It is notable that many X chromosome ploidy alterations (including XXY and XXX, XXXX, XXXXX) are associated with learning impairments (Rooman et al. 2002). Indeed, this may be the only consistent feature of polyX karyotypes (Rooman et al. 2002). As typically all but one X is inactivated, the phenotype of X polysomies is often thought to reflect the action of genes that escape X-inactivation. Do we find any evidence that genes escaping inactivation are commonly associated with mental retardation?

We can define X-linked mental retardation (XLMR) or intellectual disability (ID) genes as those genes, mutation within which are associated with disturbance of normal intellectual functioning (Gecz et al. 2009; Stevenson and Schwartz 2009). A list of such genes is available from Greenwood Genetic Centre (Gecz et al. 2009). Among the 114 replicated escape genes, there are 22 genes (supplementary table S2, Supplementary Material online) involved in the diseases of XLMR or ID. There are 833 examinable genes covered with reads, including 91 XLMR/ID genes and 114 escapees. To determine whether 22 is significantly greater than expected, we randomly selected 114 of 833 and recorded how often the number of XLMR genes found is ≥22. The observed number is indeed more than expected by chance (P = 0.0025, from 10,000 simulants). These 22 genes would be good candidates for further analysis in this context, as impaired intellectual functioning may reflect higher dosage of these genes. There is considerable between-individual variation in the number of XLMR escape genes (supplementary fig. S2, Supplementary Material online). It would be instructive to know whether this variation correlates with any mental functioning parameters in XX females as well as polyX subjects.

◆ **Task requirements**:
1/ Copy the passage on X-chromosome escape genes from "It is notable" up to and including "with mental retardation?", replacing "learning impairments" with "cognitive deficits".
2/ Answer these questions using the passage on X-chromosome escape genes:
(a) How many of the 114 replicated escape genes are involved in XLMR or ID?
(b) How many examinable genes are covered with reads?
(c) What P value is reported, and from how many simulants?

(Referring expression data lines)
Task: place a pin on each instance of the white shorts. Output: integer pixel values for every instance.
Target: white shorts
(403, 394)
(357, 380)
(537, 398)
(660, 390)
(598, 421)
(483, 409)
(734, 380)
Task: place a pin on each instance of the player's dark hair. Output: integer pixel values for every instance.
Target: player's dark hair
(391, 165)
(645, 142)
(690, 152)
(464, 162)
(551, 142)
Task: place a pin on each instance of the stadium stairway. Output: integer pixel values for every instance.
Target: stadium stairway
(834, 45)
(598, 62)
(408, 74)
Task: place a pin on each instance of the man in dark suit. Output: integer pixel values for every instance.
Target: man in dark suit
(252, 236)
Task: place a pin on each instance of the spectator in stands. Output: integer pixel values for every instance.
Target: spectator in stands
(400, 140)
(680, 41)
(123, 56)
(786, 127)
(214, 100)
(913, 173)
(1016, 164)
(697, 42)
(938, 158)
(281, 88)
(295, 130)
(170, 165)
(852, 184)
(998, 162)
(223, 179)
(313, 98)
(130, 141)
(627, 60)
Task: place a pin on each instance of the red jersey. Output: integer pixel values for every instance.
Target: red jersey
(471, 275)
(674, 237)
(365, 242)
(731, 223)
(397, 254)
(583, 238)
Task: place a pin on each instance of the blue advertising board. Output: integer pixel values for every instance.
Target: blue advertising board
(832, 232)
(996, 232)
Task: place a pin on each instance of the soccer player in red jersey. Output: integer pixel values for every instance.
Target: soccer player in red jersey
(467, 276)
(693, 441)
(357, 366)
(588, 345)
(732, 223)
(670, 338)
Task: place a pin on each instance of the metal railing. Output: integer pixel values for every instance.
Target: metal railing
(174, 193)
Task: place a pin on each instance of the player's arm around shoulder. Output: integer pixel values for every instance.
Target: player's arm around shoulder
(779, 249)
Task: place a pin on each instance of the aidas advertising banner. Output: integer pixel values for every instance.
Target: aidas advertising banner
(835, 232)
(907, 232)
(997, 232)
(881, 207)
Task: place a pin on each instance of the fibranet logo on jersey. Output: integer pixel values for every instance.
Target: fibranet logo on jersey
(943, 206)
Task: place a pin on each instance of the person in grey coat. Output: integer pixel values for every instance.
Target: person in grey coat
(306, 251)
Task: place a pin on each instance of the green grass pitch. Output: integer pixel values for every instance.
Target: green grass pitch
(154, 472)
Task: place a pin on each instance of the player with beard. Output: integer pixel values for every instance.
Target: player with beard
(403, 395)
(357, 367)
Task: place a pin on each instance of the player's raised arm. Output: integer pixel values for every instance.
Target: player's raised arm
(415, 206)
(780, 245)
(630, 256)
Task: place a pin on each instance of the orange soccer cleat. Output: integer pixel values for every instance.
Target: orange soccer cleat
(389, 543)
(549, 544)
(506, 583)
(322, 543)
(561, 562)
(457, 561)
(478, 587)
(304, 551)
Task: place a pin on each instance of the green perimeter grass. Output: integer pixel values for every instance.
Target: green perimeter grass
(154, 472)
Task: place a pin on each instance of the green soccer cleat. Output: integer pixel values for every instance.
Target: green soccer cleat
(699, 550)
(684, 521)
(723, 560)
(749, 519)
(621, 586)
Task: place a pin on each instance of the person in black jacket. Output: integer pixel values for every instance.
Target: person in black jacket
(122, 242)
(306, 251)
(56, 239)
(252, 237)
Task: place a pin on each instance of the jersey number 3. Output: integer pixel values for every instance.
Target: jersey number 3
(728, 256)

==

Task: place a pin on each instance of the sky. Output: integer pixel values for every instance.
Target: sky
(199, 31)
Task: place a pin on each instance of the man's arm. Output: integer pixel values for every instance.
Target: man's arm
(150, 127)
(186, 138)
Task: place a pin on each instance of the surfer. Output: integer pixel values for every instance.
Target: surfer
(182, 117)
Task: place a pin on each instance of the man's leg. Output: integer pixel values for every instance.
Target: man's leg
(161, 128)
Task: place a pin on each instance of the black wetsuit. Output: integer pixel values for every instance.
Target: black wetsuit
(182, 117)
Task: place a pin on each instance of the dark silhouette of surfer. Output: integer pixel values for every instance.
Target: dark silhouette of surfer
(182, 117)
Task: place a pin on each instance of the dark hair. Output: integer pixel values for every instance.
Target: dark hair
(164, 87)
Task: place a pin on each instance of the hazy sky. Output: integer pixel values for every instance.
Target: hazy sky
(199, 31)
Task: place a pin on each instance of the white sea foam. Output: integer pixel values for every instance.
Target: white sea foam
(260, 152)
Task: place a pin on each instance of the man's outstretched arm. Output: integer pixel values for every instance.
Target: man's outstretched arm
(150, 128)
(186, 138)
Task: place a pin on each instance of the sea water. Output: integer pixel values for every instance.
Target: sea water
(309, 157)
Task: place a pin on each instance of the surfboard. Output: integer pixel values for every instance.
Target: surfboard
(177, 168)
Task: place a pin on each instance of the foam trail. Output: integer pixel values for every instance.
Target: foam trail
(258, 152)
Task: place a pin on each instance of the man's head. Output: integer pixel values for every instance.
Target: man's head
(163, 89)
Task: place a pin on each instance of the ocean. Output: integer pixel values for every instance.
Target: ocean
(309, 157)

---

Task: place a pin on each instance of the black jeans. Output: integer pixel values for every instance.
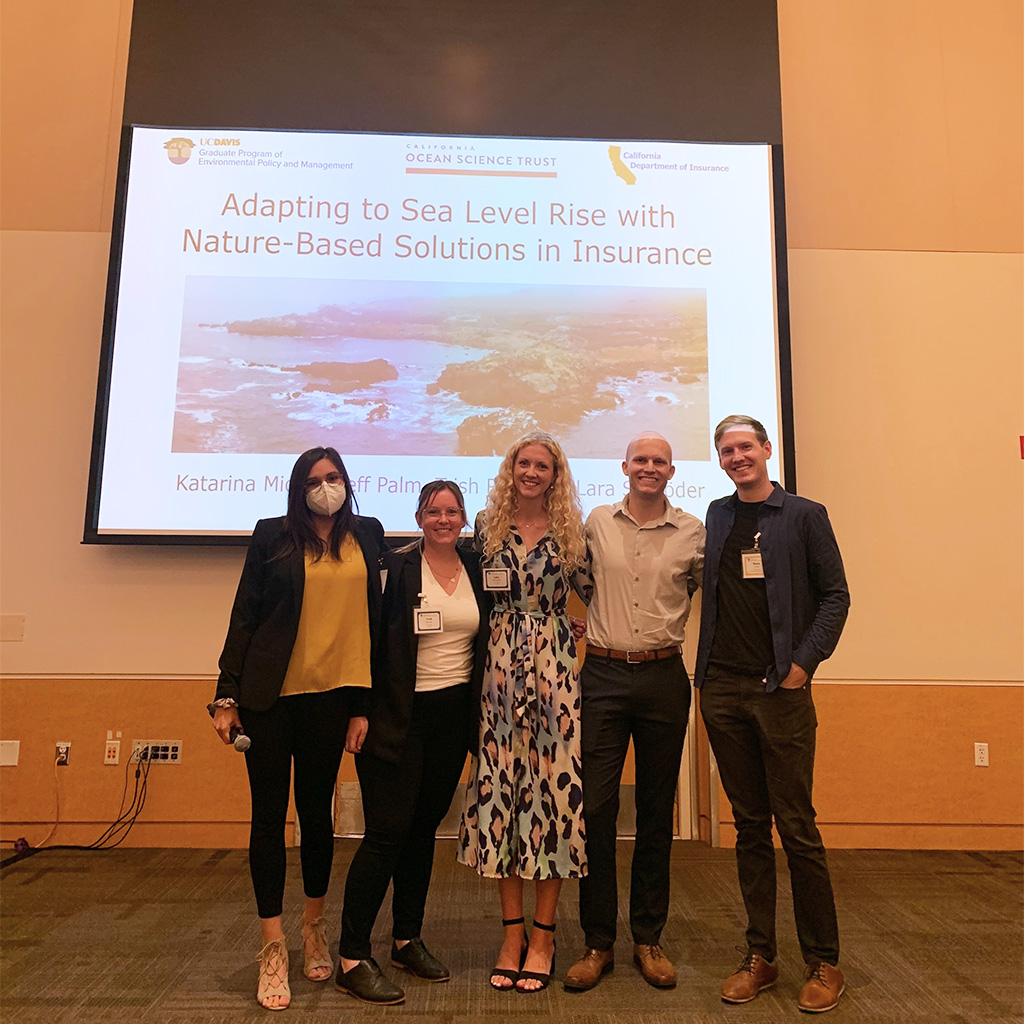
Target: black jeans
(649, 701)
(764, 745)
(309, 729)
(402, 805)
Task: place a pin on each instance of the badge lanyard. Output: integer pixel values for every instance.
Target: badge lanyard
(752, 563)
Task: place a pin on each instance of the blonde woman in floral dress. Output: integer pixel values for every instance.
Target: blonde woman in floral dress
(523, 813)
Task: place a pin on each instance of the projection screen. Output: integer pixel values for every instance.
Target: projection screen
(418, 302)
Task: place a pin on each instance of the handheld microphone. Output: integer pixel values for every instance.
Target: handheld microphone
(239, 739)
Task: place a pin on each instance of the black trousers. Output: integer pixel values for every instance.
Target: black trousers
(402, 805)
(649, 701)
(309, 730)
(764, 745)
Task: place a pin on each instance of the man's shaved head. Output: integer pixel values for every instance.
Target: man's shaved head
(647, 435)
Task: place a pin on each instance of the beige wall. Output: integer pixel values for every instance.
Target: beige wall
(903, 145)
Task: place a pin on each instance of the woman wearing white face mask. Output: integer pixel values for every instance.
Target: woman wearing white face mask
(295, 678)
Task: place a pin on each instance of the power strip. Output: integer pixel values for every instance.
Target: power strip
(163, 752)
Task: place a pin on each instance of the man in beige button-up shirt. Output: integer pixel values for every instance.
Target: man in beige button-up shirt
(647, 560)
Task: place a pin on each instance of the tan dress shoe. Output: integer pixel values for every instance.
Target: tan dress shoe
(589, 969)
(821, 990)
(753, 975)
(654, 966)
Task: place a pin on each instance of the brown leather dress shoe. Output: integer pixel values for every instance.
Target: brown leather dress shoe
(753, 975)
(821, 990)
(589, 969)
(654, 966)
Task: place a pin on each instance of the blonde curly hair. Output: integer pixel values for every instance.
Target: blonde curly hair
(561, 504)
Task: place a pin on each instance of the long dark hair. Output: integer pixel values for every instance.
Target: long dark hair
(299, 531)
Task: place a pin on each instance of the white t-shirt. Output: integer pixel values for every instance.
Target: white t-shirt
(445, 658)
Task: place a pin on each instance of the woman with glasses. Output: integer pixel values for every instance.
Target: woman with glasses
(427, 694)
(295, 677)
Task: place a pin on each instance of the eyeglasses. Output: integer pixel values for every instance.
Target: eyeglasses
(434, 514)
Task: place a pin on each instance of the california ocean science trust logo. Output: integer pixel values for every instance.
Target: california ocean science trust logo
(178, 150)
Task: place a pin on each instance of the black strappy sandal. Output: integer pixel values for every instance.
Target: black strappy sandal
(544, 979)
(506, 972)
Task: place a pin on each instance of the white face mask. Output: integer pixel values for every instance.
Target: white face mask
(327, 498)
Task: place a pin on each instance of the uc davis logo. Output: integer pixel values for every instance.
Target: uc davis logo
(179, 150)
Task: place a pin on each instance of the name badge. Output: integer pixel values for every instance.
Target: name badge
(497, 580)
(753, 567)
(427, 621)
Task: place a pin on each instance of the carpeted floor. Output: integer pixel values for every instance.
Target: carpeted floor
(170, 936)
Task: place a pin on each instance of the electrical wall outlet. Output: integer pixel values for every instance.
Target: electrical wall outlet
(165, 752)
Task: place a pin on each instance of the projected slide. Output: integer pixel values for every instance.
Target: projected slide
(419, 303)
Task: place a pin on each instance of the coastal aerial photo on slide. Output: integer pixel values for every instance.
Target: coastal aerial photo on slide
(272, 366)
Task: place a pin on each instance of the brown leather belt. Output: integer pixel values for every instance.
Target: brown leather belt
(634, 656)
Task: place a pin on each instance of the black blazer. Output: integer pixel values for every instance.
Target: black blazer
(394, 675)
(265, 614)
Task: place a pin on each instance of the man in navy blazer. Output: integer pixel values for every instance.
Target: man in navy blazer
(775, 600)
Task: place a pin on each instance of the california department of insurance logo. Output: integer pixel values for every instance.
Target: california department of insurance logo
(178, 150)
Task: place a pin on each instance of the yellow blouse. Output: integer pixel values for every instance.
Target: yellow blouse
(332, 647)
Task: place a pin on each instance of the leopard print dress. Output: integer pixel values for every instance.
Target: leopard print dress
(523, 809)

◆ **Answers given**:
1/
It is notable that many X chromosome ploidy alterations (including XXY and XXX, XXXX, XXXXX) are associated with cognitive deficits (Rooman et al. 2002). Indeed, this may be the only consistent feature of polyX karyotypes (Rooman et al. 2002). As typically all but one X is inactivated, the phenotype of X polysomies is often thought to reflect the action of genes that escape X-inactivation. Do we find any evidence that genes escaping inactivation are commonly associated with mental retardation?

2/
(a) 22
(b) 833
(c) P = 0.0025, from 10,000 simulants